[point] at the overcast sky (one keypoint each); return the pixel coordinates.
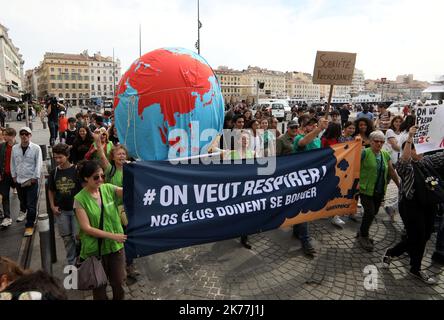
(391, 37)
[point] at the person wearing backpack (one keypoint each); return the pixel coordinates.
(63, 186)
(421, 191)
(113, 169)
(101, 232)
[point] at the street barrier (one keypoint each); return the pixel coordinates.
(45, 242)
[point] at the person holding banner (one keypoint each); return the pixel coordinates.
(94, 200)
(383, 121)
(113, 169)
(306, 141)
(284, 144)
(268, 139)
(376, 167)
(421, 191)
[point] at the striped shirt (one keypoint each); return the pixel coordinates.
(407, 175)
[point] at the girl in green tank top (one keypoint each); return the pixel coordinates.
(97, 198)
(88, 205)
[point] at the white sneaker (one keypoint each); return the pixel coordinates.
(337, 222)
(21, 217)
(6, 222)
(424, 277)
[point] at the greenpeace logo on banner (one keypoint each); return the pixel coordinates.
(218, 193)
(430, 135)
(172, 206)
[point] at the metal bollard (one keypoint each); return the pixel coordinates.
(45, 243)
(53, 248)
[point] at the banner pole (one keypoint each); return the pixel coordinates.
(330, 96)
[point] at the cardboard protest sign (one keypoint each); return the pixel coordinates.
(430, 135)
(334, 68)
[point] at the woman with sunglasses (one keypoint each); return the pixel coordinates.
(106, 145)
(82, 144)
(376, 167)
(89, 203)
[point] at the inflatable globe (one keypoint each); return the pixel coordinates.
(166, 102)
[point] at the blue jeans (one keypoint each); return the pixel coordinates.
(68, 231)
(53, 130)
(302, 232)
(440, 238)
(28, 201)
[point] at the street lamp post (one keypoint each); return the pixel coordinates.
(383, 80)
(199, 26)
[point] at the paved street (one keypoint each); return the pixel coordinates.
(275, 268)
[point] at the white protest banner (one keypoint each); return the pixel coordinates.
(430, 135)
(334, 68)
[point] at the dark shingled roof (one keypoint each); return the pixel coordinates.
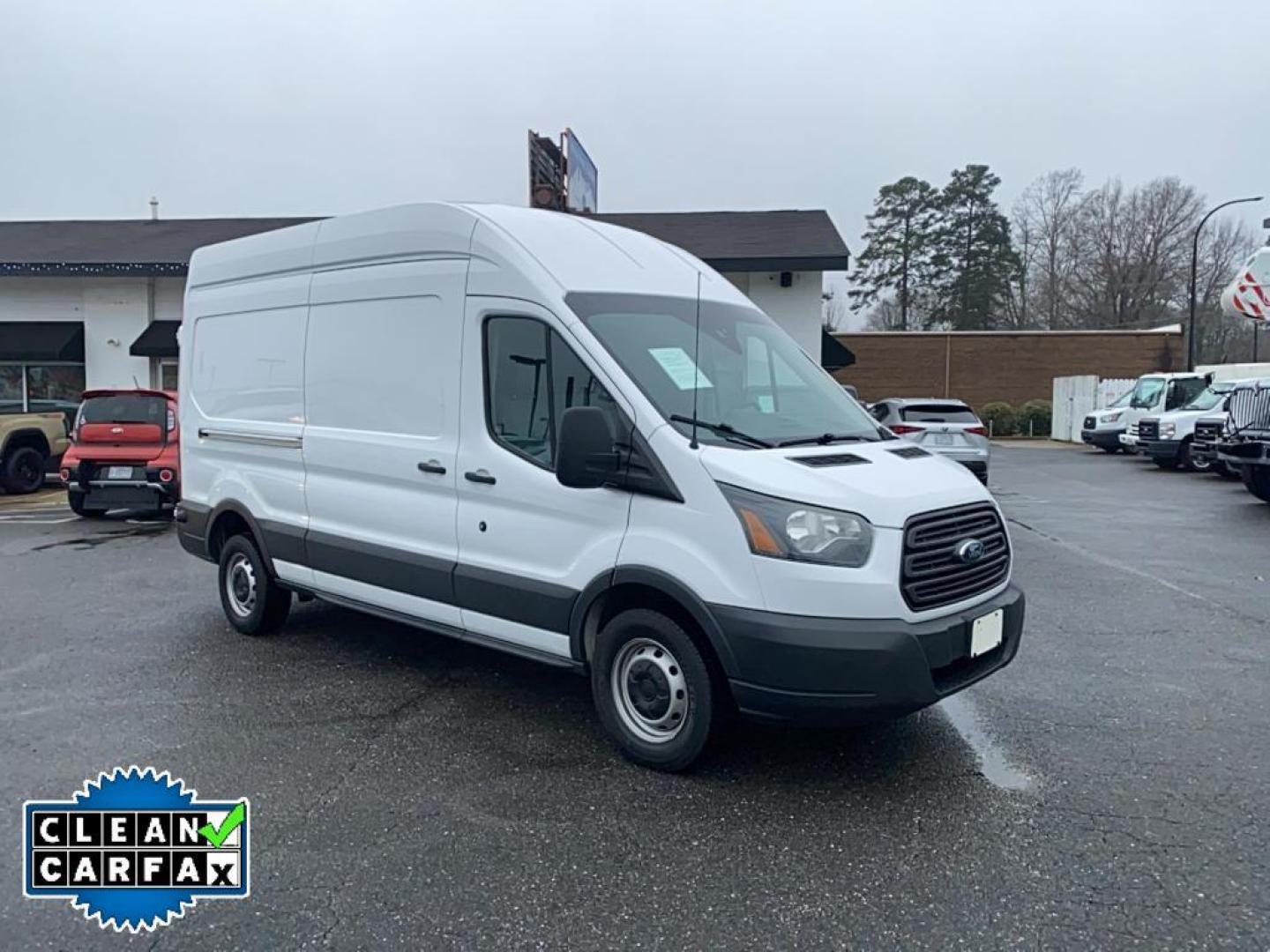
(729, 242)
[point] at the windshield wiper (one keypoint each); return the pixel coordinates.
(724, 429)
(826, 438)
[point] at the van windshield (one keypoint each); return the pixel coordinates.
(1209, 398)
(750, 377)
(1146, 392)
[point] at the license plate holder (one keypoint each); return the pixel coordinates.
(987, 632)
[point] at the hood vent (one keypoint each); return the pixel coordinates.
(831, 460)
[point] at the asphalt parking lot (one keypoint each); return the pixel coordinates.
(1108, 790)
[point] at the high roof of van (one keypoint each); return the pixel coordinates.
(513, 250)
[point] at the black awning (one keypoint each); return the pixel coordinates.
(42, 340)
(159, 339)
(833, 353)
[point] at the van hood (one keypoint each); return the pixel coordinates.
(868, 479)
(1102, 418)
(1183, 415)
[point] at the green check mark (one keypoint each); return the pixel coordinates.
(217, 836)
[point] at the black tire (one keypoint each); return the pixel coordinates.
(75, 501)
(253, 602)
(631, 641)
(23, 471)
(1256, 479)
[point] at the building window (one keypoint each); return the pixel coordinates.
(41, 387)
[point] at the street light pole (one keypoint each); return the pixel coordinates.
(1191, 325)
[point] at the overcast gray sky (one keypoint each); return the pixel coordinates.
(300, 107)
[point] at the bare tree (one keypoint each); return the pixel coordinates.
(1221, 338)
(1134, 253)
(885, 314)
(834, 311)
(1044, 221)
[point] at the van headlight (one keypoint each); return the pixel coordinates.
(779, 528)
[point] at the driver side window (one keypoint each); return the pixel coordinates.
(531, 377)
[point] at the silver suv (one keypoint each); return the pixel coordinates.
(946, 427)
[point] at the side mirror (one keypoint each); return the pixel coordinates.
(585, 450)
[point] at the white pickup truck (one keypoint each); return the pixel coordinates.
(1114, 428)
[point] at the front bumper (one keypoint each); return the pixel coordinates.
(1250, 452)
(1163, 450)
(841, 671)
(1102, 439)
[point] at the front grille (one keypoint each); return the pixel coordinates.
(1209, 432)
(908, 452)
(1250, 409)
(931, 573)
(831, 460)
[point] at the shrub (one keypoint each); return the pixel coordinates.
(1000, 418)
(1035, 414)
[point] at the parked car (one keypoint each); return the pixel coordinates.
(1117, 427)
(609, 462)
(1209, 433)
(1104, 428)
(29, 443)
(124, 452)
(1169, 438)
(946, 427)
(1154, 394)
(1246, 443)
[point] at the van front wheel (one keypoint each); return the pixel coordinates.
(253, 602)
(653, 689)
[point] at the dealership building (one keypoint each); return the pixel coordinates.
(97, 303)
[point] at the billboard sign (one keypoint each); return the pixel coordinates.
(583, 179)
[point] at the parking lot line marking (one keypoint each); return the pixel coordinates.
(1132, 570)
(993, 763)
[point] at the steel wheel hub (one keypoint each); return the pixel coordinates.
(240, 585)
(649, 691)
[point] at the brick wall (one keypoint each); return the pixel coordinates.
(1001, 366)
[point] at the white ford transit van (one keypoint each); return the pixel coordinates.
(577, 443)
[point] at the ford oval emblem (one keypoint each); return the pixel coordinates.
(969, 551)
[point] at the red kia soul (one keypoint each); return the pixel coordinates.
(124, 452)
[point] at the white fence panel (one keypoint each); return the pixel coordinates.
(1077, 397)
(1073, 398)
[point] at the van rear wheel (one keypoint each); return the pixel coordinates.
(253, 602)
(653, 689)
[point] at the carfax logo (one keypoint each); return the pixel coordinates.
(133, 850)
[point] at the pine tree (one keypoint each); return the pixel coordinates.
(975, 257)
(898, 245)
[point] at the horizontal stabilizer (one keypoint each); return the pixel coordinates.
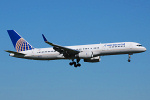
(15, 52)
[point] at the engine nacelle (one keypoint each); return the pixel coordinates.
(94, 59)
(83, 55)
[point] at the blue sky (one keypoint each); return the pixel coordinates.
(75, 22)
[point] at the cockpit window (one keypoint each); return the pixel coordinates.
(139, 45)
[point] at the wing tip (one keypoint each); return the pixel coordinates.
(44, 38)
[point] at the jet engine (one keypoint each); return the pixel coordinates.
(83, 55)
(94, 59)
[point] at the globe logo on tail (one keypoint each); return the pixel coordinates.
(22, 45)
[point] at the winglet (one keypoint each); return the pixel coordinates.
(44, 38)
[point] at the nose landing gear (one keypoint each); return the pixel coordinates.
(129, 57)
(76, 64)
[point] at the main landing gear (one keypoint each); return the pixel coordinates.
(76, 64)
(129, 57)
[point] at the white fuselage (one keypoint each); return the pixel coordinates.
(87, 51)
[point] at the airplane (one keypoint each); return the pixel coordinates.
(89, 53)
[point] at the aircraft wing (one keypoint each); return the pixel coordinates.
(61, 48)
(14, 52)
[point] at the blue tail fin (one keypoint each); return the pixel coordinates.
(19, 43)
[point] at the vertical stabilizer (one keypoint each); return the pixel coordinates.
(19, 43)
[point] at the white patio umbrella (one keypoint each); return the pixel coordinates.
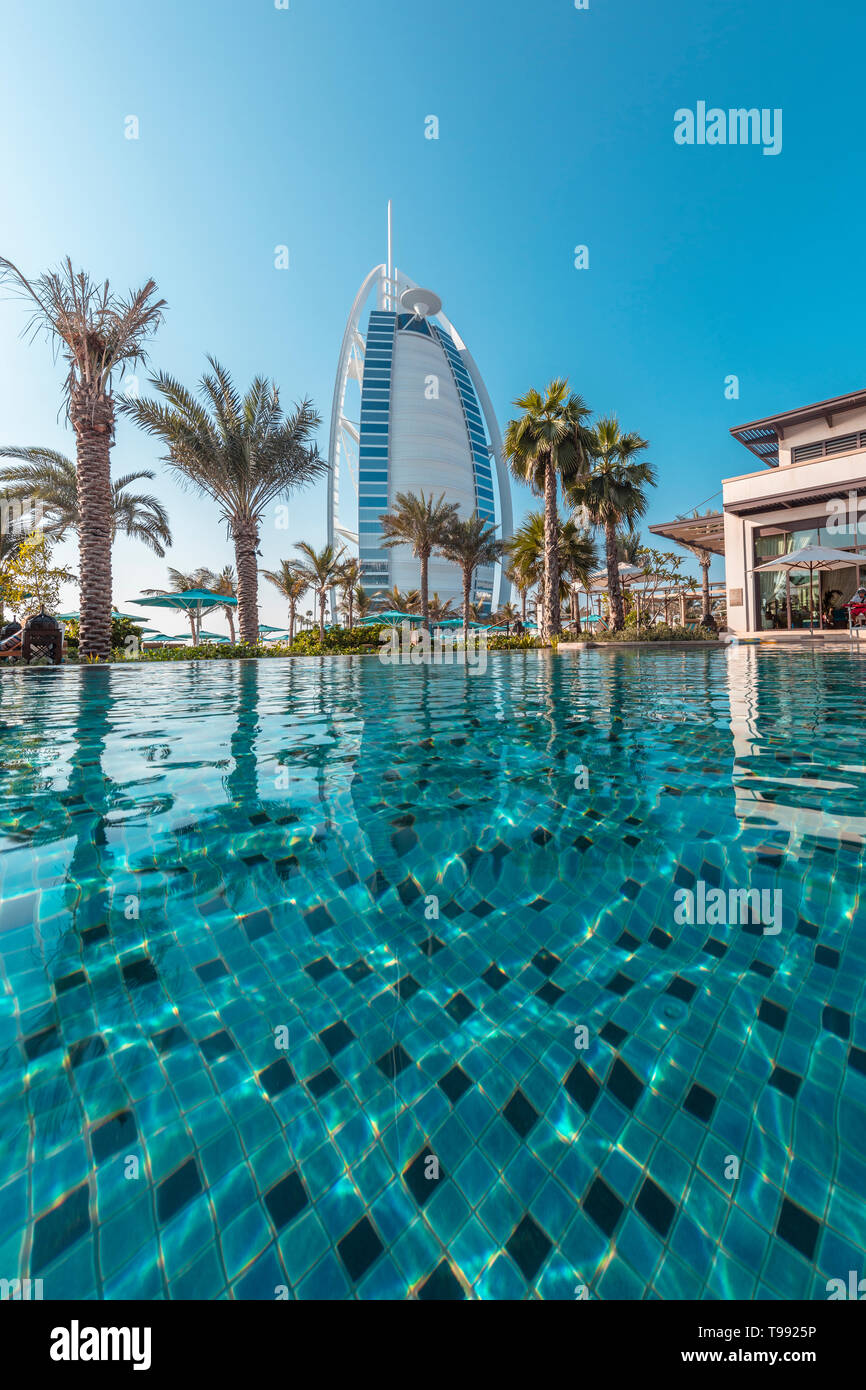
(812, 558)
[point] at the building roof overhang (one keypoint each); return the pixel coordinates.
(706, 533)
(783, 502)
(762, 437)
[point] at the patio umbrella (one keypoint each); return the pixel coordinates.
(392, 616)
(191, 601)
(812, 558)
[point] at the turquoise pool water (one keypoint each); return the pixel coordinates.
(330, 980)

======

> [What the task requires]:
Omit the pictures, then output the rest of the listing exactly.

> [Expected answer]:
[point] at the overcast sky (one keypoint each); return the pixel coordinates.
(391, 37)
[point] at the person wearing backpack (one keypoint each); return the pixel coordinates.
(63, 186)
(421, 191)
(113, 169)
(101, 232)
[point] at the street barrier (one keypoint each); return the pixel coordinates.
(45, 242)
[point] at the person holding banner (one keypoint each); return the pixel coordinates.
(94, 200)
(383, 121)
(113, 169)
(306, 141)
(284, 144)
(268, 139)
(376, 167)
(421, 191)
[point] at the striped shirt (one keypoint each); return the pixel coordinates.
(407, 175)
[point] at the girl in green tank top (one keypoint each); return the pixel coordinates.
(97, 198)
(88, 205)
[point] at the white sneaker (one keypoint each); return the pixel coordinates.
(337, 222)
(21, 217)
(6, 222)
(424, 277)
[point] at the greenpeace logo on banner (one keypoint each); return the pixel coordinates.
(218, 193)
(430, 135)
(172, 206)
[point] at the metal bollard (one keypoint each); return the pixel coordinates.
(45, 243)
(53, 248)
[point] at the banner pole (one keypoint each); return the pixel coordinates.
(330, 96)
[point] at the cardboard protest sign (one keypoint each); return the pixel coordinates.
(430, 135)
(334, 68)
[point] at the woman with sunglasses (one keypoint each); return the pixel coordinates.
(106, 145)
(82, 144)
(376, 167)
(89, 203)
[point] at the inflatable globe (one keypoint each); return the pixel coordinates.
(166, 102)
[point] at the blue jeans (one keypoint each); return the pixel coordinates.
(68, 231)
(53, 130)
(302, 232)
(440, 238)
(28, 201)
[point] at the street lamp post (one keypoint each); return the pixel coordinates.
(383, 80)
(199, 26)
[point] at the paved street (one keypoint each); return the pixel coordinates.
(275, 268)
[point] at the white protest banner (one keypoint each); return the pixel coordinates.
(430, 135)
(334, 68)
[point] at the dark shingled roof (one keypoint each); return the pixel coordinates.
(729, 242)
[point] at the windshield wiper (one keypoint each); return the pixel coordinates.
(724, 429)
(826, 438)
[point] at the van windshield (one keypoint each); return the pixel coordinates.
(1209, 398)
(750, 377)
(1146, 392)
[point] at the license plate holder (one keypoint each); return the pixel coordinates.
(987, 632)
[point] at the hood vent (one keypoint each); return the pixel coordinates.
(831, 460)
[point] at the asphalt parking lot (one keypoint each); return the pixel coordinates.
(1108, 790)
[point] at the high roof of van (one keypoint each); return the pixel coordinates.
(513, 250)
[point] at the black awning (one keypoint each); return the pixel coordinates.
(42, 340)
(159, 339)
(833, 353)
[point] at the van hood (one keypoint each); return the pixel coordinates.
(868, 479)
(1102, 418)
(1183, 415)
[point] at the green check mark (one keypoint each); return the pixel coordinates.
(217, 836)
[point] at the black tire (one keypoint each); return the pixel coordinates.
(75, 501)
(253, 602)
(631, 641)
(23, 471)
(1256, 479)
[point] at the building window (one keypoint each); return the pixel coordinates.
(41, 387)
[point] at the street light pole (one keypoint each); return the pixel coordinates.
(1191, 325)
[point] at the overcast gray sky (one keypoint each); return the pixel coordinates.
(300, 107)
[point] at the bare tree (one keypoint each); return the pixel coordinates.
(1221, 338)
(1134, 253)
(885, 314)
(834, 311)
(1044, 221)
[point] at the van headlight (one keypoint each); return the pixel coordinates.
(779, 528)
[point] at the driver side window (one keypoint each); return the pixel coordinates.
(531, 377)
[point] at the silver suv (one keypoint each); return the pixel coordinates.
(946, 427)
[point] at the side mirror (one keypoint each); return the pixel coordinates.
(585, 450)
[point] at the white pickup truck (one keypoint each); return the pixel coordinates.
(1114, 428)
[point] at the front bumper (one keypoint each); return the pixel coordinates.
(1250, 452)
(1163, 450)
(841, 671)
(1102, 439)
[point] at the front grille (one keypoint each); return the pixel coordinates.
(1209, 432)
(908, 452)
(1250, 409)
(931, 573)
(831, 460)
[point] at the shrub (one keypoint each); return the pixel coordinates.
(1000, 418)
(1035, 414)
[point] at the parked car (one keypoint each); return the pixel coordinates.
(1117, 427)
(609, 462)
(1209, 433)
(1104, 428)
(29, 443)
(124, 452)
(1169, 438)
(946, 427)
(1154, 394)
(1246, 443)
[point] at the van front wheel (one keypoint each); return the pixel coordinates.
(253, 602)
(653, 689)
[point] at the dealership building (one keypoint each); return the pixel coordinates.
(97, 303)
[point] at the billboard sign (one keypoint each); return the pixel coordinates.
(583, 179)
[point] at the parking lot line marking (one keypoint each); return the pixel coordinates.
(1132, 570)
(993, 763)
[point] at the steel wheel hub (one keypoint each); return the pixel coordinates.
(240, 585)
(649, 691)
[point] at the brick wall (one keypoint each); return the pixel coordinates.
(1001, 366)
[point] at the white ford transit van (one keypoint each); return the pixel coordinates.
(577, 443)
[point] at the ford oval emblem (one keypoint each); return the pixel coordinates.
(969, 551)
[point] at the red kia soul (one keypoint each); return the pixel coordinates.
(124, 452)
[point] at the white fence panel (one keypoint each); return the pixel coordinates.
(1077, 397)
(1073, 398)
[point] at the van rear wheel (one keypoint each); return the pixel coordinates.
(253, 602)
(653, 689)
[point] at the carfax logo (one keypoint each); return the pixel coordinates.
(133, 850)
[point] at the pine tree (one keypoint each); return the pixel coordinates.
(975, 257)
(898, 245)
[point] at the horizontal stabilizer (one keypoint each); return the pixel coordinates.
(15, 52)
[point] at the engine nacelle (one keypoint each); return the pixel coordinates.
(94, 59)
(83, 55)
[point] at the blue sky (one keypoint each); return the pixel coordinates.
(75, 22)
[point] at the cockpit window (one keypoint each); return the pixel coordinates.
(139, 45)
[point] at the wing tip (one keypoint each); return the pixel coordinates.
(44, 38)
[point] at the jet engine (one keypoint each); return the pixel coordinates.
(83, 55)
(94, 59)
[point] at the globe logo on tail (one keypoint each); return the pixel coordinates.
(22, 45)
[point] at the winglet (one keypoint each); return the pixel coordinates.
(44, 38)
[point] at the nose landing gear (one keypoint each); return the pixel coordinates.
(129, 57)
(76, 64)
[point] at the main landing gear (one keypoint each); return the pixel coordinates.
(76, 64)
(129, 57)
[point] at the white fuselage (one keypoint each); return the pixel coordinates.
(87, 51)
[point] at the airplane (one keypoint each); return the pixel coordinates.
(89, 53)
[point] at the aircraft wing (one keypoint each); return the pixel coordinates.
(61, 48)
(14, 52)
[point] at the blue tail fin (one keypoint each); return the pixel coordinates.
(19, 43)
[point] at the vertical stabilizer (one keypoint each); return the pixel coordinates.
(19, 43)
[point] at the white patio umbrella (one keypoint each); return the pixel coordinates.
(812, 558)
[point] at the building roof overhang (one keypoint each); return the pixel coordinates.
(706, 533)
(783, 502)
(762, 437)
[point] at the patio umbrella (one keypoint each); return the pixel coordinates.
(392, 616)
(191, 601)
(812, 558)
[point] at the turquoise pool water (one keypoint each); return the pixel coordinates.
(330, 980)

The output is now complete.